# R8 Collets vs E32 collets



## Abody711 (Sep 4, 2020)

Are R8 collets able to hold an end mill in place? Or should I buy a R8 to e32 chuck and use e32 collets? Have a Jet JMD-18 on the way and wondering which way to go. Any insight is welcome.


----------



## JimDawson (Sep 4, 2020)

In over 50 years I never had an endmill pull out of a properly tightened R8 collet.  But it is a good idea to use an endmill holder for endmills larger than about 5/8 inch.   In the  Jet JMD-18  I probably would not use an endmill larger than 3/8 inch anyway.  Just to put this in perspective, I normally don't use endmills larger than 1/2'' on my 3500 lb, 3HP machine, and normally don't use larger than 5/8 on my 5500lb, 7.5HP Haas.


----------



## Asm109 (Sep 4, 2020)

I have used mills with R8 collets for many years with no problems.  Save you money for all the other tools you really need.


----------



## BGHansen (Sep 4, 2020)

Same experience as above with the R8 collets.  I have an ER-32 collet chuck on my Bridgeport so tool changes are right at the spindle.  Just a convenience thing for me so I don't have to go on my tip-toes to reach the draw bar.  I also have a Jet JVM-830 mill and only use R8's on it; draw bar is at about 6'.

Bruce


----------



## mickri (Sep 4, 2020)

I went with ER32 collets for several reasons.  First with collet chucks for the lathe I can use them on both the lathe and my RF31 clone mill/drill.  Can't do that with R8 collets.  Second and probably the best reason is ease of use on the mill/drill.  With a little planing I have never had to move the head on the mill/drill to change tooling.  There is enough wiggle room to change tooling without moving the head.  And you don't have to mess with the draw bar.  That's a pain for me because I need a stool to deal with the draw bar.  If you go with a metric ER32 collet set there are no gaps in coverage like there is with an imperial ER32 collet set.

◇ ◇ ◇ ◇

» **GIVEN PROBLEM A**:
List the usernames of everyone who posts in the collet thread.
The rows come from a different source than the collet thread.

» **PROVIDED MATERIAL**:
◇ ◇ ◇ ◇

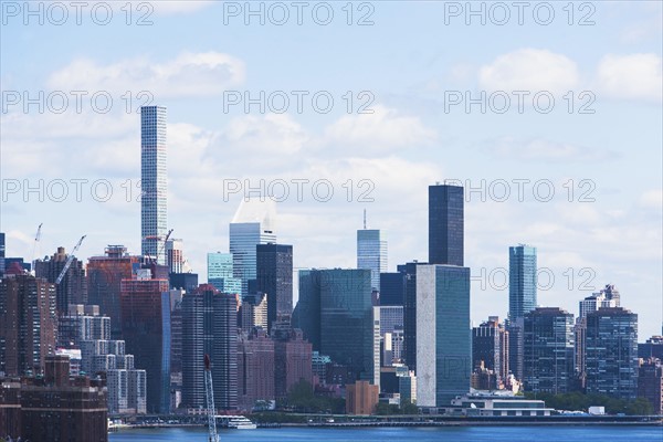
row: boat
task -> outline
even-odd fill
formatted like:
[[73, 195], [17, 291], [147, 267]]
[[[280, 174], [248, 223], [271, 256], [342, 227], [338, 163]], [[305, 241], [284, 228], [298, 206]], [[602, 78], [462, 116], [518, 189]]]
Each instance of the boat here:
[[235, 430], [255, 430], [257, 425], [243, 415], [234, 415], [228, 420], [228, 428]]

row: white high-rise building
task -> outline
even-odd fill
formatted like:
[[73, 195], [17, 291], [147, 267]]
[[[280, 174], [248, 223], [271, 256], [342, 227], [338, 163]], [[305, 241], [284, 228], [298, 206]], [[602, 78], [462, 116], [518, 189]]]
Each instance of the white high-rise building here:
[[185, 272], [185, 242], [182, 240], [166, 241], [166, 264], [169, 273]]
[[276, 203], [270, 198], [243, 199], [230, 223], [230, 253], [233, 272], [242, 281], [242, 296], [249, 293], [249, 281], [255, 280], [255, 246], [276, 243], [274, 221]]
[[[166, 107], [140, 107], [140, 235], [144, 256], [166, 264]], [[158, 253], [158, 256], [157, 256]]]
[[387, 272], [387, 239], [377, 229], [357, 231], [357, 269], [370, 270], [372, 290], [380, 290], [380, 273]]

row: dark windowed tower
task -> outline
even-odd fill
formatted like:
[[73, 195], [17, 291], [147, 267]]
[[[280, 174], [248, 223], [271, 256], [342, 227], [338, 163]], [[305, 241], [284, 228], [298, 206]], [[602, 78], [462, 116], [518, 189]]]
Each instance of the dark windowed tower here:
[[515, 320], [536, 308], [536, 248], [508, 248], [508, 317]]
[[267, 294], [267, 329], [278, 320], [290, 323], [293, 314], [293, 246], [255, 246], [257, 292]]
[[[140, 233], [143, 255], [166, 264], [166, 107], [140, 107]], [[158, 253], [158, 256], [157, 256]]]
[[463, 266], [463, 188], [429, 186], [429, 263]]

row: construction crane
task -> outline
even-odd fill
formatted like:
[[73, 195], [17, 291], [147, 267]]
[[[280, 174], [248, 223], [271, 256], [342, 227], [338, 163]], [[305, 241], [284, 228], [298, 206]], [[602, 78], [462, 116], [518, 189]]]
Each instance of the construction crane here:
[[36, 262], [36, 243], [41, 241], [41, 227], [44, 223], [40, 223], [39, 228], [36, 228], [36, 233], [34, 234], [34, 243], [32, 244], [32, 275], [35, 274], [36, 269], [34, 269], [34, 264]]
[[204, 355], [204, 393], [207, 397], [208, 413], [208, 442], [219, 442], [217, 433], [217, 419], [214, 418], [214, 390], [212, 390], [212, 370], [210, 368], [210, 357]]
[[78, 240], [76, 245], [74, 245], [74, 249], [72, 249], [72, 252], [70, 253], [69, 257], [66, 259], [66, 262], [64, 263], [64, 267], [62, 267], [62, 272], [60, 272], [60, 276], [57, 276], [57, 280], [55, 280], [55, 285], [60, 284], [60, 282], [64, 277], [64, 274], [66, 273], [69, 267], [72, 265], [72, 262], [74, 261], [74, 253], [76, 253], [76, 251], [83, 243], [83, 240], [85, 239], [85, 236], [86, 235], [81, 236], [81, 239]]
[[[164, 238], [164, 243], [160, 244], [157, 248], [157, 254], [155, 256], [150, 256], [149, 257], [149, 263], [150, 264], [156, 264], [157, 260], [159, 259], [159, 254], [164, 251], [164, 249], [166, 248], [166, 243], [168, 242], [168, 239], [170, 238], [170, 234], [172, 233], [172, 229], [170, 229], [168, 231], [168, 233], [166, 233], [166, 236]], [[157, 240], [157, 241], [161, 241], [161, 236], [159, 235], [150, 235], [150, 236], [145, 236], [146, 240]]]

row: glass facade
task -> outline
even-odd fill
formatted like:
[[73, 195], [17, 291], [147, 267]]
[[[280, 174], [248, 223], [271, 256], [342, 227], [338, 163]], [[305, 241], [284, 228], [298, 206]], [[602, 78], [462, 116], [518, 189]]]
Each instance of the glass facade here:
[[[144, 256], [166, 264], [162, 241], [168, 229], [166, 107], [140, 107], [140, 234]], [[158, 256], [157, 256], [158, 253]]]
[[620, 307], [587, 314], [587, 392], [638, 397], [638, 315]]
[[295, 316], [314, 350], [347, 366], [351, 377], [375, 383], [369, 270], [301, 271]]
[[256, 291], [267, 294], [267, 329], [293, 314], [293, 246], [256, 245]]
[[379, 230], [357, 231], [357, 269], [370, 270], [370, 285], [380, 290], [380, 272], [387, 272], [387, 239]]
[[417, 267], [417, 400], [444, 407], [470, 391], [470, 269]]
[[170, 297], [168, 280], [124, 280], [122, 332], [126, 352], [147, 372], [147, 411], [170, 412]]
[[573, 376], [573, 315], [535, 308], [524, 318], [523, 381], [526, 391], [565, 393]]
[[234, 277], [241, 281], [242, 296], [249, 294], [249, 280], [256, 277], [255, 246], [270, 242], [275, 243], [276, 235], [260, 222], [233, 222], [230, 224], [230, 253], [233, 256], [233, 273]]
[[536, 308], [536, 248], [508, 248], [508, 317], [516, 319]]
[[462, 266], [463, 235], [463, 188], [429, 186], [429, 263]]
[[232, 253], [208, 253], [208, 283], [222, 293], [242, 292], [242, 280], [234, 277]]
[[406, 302], [406, 274], [380, 273], [380, 305], [403, 306]]

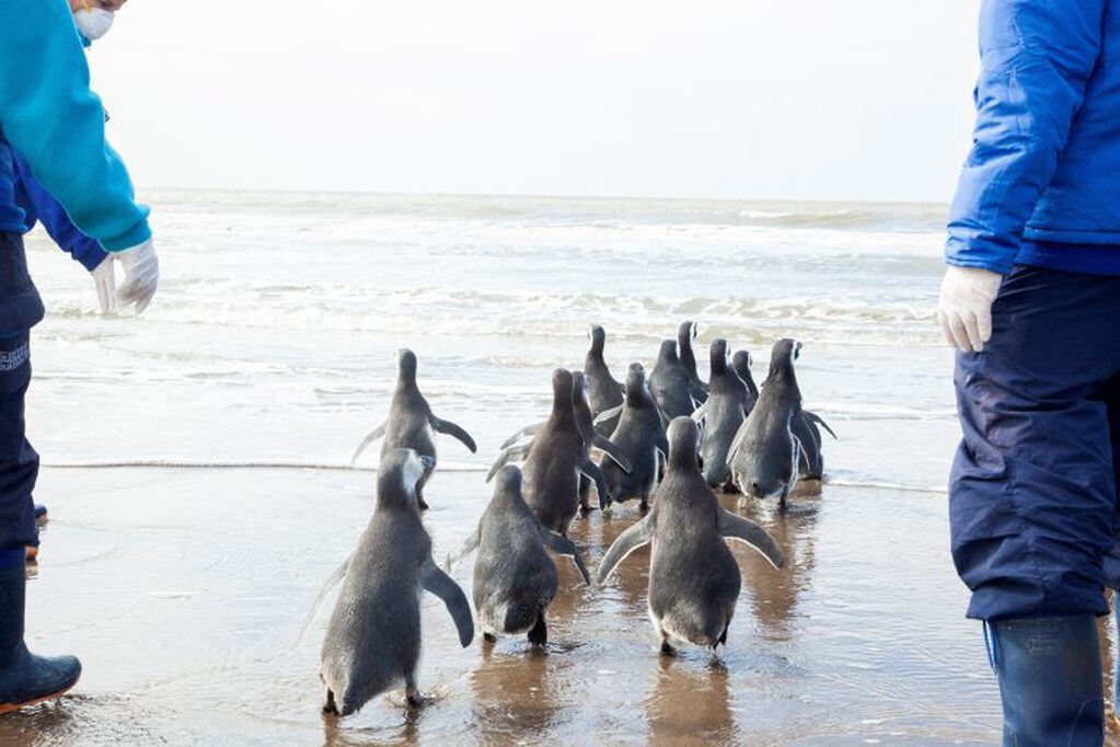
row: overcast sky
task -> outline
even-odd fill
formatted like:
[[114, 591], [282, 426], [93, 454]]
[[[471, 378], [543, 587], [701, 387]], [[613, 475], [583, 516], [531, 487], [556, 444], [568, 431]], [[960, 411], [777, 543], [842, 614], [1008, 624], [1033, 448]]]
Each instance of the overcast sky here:
[[948, 200], [974, 0], [130, 0], [144, 186]]

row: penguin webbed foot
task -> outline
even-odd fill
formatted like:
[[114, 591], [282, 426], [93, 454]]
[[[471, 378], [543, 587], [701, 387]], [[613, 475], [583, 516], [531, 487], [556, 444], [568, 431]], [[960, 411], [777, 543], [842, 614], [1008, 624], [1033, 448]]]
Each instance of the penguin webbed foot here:
[[549, 628], [544, 623], [544, 615], [536, 618], [536, 624], [529, 631], [529, 643], [543, 648], [549, 643]]

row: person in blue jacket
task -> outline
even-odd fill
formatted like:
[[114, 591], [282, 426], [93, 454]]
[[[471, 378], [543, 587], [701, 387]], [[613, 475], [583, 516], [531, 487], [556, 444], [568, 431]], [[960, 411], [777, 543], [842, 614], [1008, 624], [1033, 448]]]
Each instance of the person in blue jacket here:
[[1120, 583], [1120, 0], [983, 0], [937, 317], [963, 440], [952, 554], [1004, 740], [1101, 744]]
[[120, 258], [122, 302], [150, 298], [159, 262], [148, 209], [137, 205], [128, 171], [105, 142], [82, 39], [60, 0], [0, 2], [0, 713], [54, 698], [81, 673], [77, 659], [37, 656], [24, 643], [25, 545], [35, 536], [38, 473], [24, 398], [29, 330], [44, 309], [27, 271], [13, 152], [84, 234]]
[[101, 312], [115, 310], [116, 278], [113, 272], [112, 255], [102, 249], [96, 239], [86, 236], [74, 225], [63, 206], [36, 180], [27, 161], [18, 153], [15, 157], [15, 172], [16, 204], [24, 211], [25, 216], [24, 233], [28, 233], [37, 223], [41, 223], [58, 248], [93, 277]]

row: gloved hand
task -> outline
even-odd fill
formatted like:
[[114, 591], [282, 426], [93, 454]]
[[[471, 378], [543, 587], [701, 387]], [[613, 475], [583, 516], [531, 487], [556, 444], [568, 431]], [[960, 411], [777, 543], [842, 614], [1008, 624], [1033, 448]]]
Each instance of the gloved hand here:
[[950, 345], [979, 353], [991, 339], [991, 305], [1004, 276], [980, 268], [949, 265], [941, 281], [937, 321]]
[[124, 251], [115, 256], [124, 268], [124, 283], [116, 291], [116, 299], [122, 306], [136, 304], [137, 314], [141, 314], [151, 304], [159, 284], [159, 260], [151, 239]]
[[93, 276], [93, 286], [97, 289], [97, 304], [101, 305], [101, 312], [109, 314], [116, 310], [116, 273], [113, 271], [113, 255], [110, 254], [101, 261], [101, 264], [90, 270]]

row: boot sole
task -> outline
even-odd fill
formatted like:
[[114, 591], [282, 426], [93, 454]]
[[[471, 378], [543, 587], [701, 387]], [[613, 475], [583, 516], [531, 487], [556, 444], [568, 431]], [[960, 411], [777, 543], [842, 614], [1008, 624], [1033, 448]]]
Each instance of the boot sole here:
[[69, 692], [77, 682], [72, 682], [62, 690], [53, 692], [49, 695], [43, 695], [41, 698], [36, 698], [35, 700], [29, 700], [26, 703], [0, 703], [0, 715], [10, 713], [12, 711], [18, 711], [21, 708], [30, 708], [31, 706], [38, 706], [39, 703], [45, 703], [48, 700], [54, 700], [55, 698], [62, 698], [67, 692]]

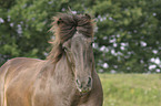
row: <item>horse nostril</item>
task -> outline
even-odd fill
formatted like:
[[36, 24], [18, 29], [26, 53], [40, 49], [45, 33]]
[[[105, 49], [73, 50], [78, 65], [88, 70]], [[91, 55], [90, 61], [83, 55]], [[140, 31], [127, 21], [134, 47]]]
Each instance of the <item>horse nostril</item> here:
[[91, 84], [91, 77], [89, 77], [89, 82], [88, 82], [88, 85], [90, 85]]

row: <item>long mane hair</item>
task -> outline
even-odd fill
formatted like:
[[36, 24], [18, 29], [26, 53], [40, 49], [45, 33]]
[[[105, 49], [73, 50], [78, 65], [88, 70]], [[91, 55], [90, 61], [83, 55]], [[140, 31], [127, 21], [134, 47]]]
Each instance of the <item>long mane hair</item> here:
[[52, 42], [53, 47], [47, 57], [49, 61], [57, 63], [62, 54], [62, 44], [71, 39], [76, 31], [79, 31], [88, 38], [93, 36], [93, 20], [89, 14], [73, 14], [73, 13], [59, 13], [53, 17], [53, 23], [50, 31], [56, 35]]

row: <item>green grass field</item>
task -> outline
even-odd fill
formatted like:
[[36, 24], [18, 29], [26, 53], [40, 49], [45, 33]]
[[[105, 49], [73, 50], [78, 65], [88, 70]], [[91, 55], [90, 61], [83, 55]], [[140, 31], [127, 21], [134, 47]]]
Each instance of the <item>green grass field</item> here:
[[99, 74], [103, 106], [161, 106], [161, 74]]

◇ ◇ ◇ ◇

» **GIVEN PROBLEM B**:
Extract the rows verbatim, starting with the line that contains "row: <item>long mane hair</item>" and going on through the last line of the rows, with both ends included.

» **EXERCISE RESULT A**:
- Abody711
- JimDawson
- Asm109
- BGHansen
- mickri

» **EXERCISE RESULT B**:
row: <item>long mane hair</item>
task -> outline
even-odd fill
formatted like:
[[36, 24], [18, 29], [26, 53], [40, 49], [45, 33]]
[[[105, 49], [73, 50], [78, 65], [88, 70]], [[91, 55], [90, 61], [83, 55]], [[140, 31], [127, 21], [134, 47]]]
Each instance of the <item>long mane hair</item> here:
[[52, 42], [53, 47], [47, 57], [49, 61], [57, 63], [62, 54], [62, 44], [71, 39], [76, 31], [79, 31], [88, 38], [93, 36], [93, 20], [89, 14], [73, 14], [73, 13], [59, 13], [53, 17], [53, 23], [50, 31], [56, 35]]

row: <item>green grass field</item>
task -> outline
even-odd fill
formatted like:
[[36, 24], [18, 29], [26, 53], [40, 49], [45, 33]]
[[[105, 49], [73, 50], [78, 65], [88, 70]], [[91, 55], [90, 61], [83, 55]], [[140, 31], [127, 21], [134, 47]]]
Each instance of the <item>green grass field</item> here:
[[99, 74], [103, 106], [161, 106], [161, 74]]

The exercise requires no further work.